▶ _Given exercise_:
Could you return, word for word, the part of the material that opens with the line containing "In this exercise you will locate the seated" and closes with the line containing "point(446, 457)", both of those lines included? Leave the pictures out of your answer.

▶ _The input_:
>> Begin
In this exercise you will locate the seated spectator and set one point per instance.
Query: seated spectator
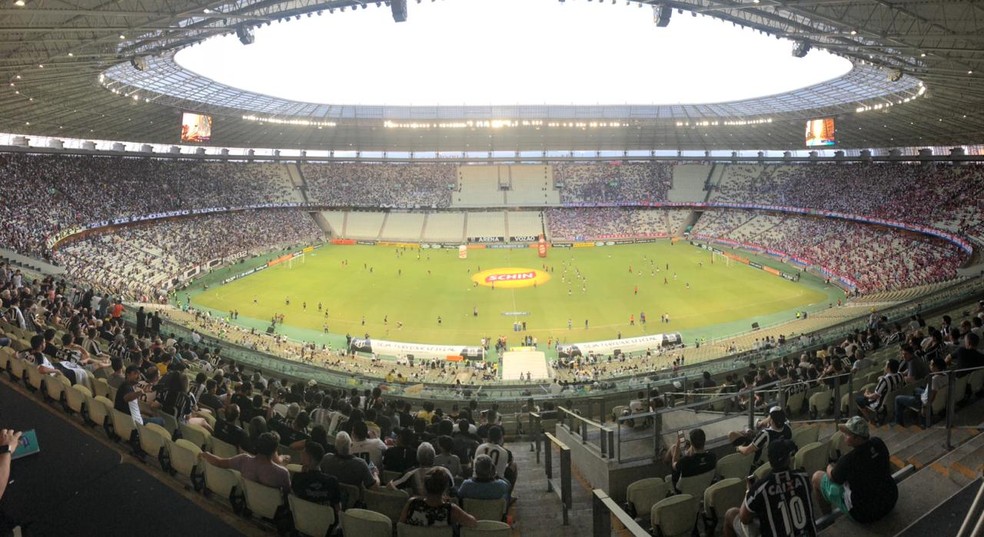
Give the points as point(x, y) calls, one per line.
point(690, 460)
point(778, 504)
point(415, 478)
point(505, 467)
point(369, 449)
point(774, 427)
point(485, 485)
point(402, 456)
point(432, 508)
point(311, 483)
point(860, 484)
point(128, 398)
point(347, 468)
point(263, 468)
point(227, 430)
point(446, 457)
>> End
>> Begin
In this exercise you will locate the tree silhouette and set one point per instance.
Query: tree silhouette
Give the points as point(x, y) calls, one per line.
>> End
▶ _Answer in full_:
In this exercise you will locate the seated spectator and set one point per instance.
Query: seated spectator
Give the points as point(x, y) calls, one per line.
point(690, 460)
point(778, 504)
point(415, 478)
point(505, 467)
point(369, 449)
point(774, 427)
point(485, 485)
point(402, 456)
point(432, 508)
point(311, 483)
point(860, 484)
point(128, 398)
point(347, 468)
point(263, 468)
point(227, 430)
point(446, 457)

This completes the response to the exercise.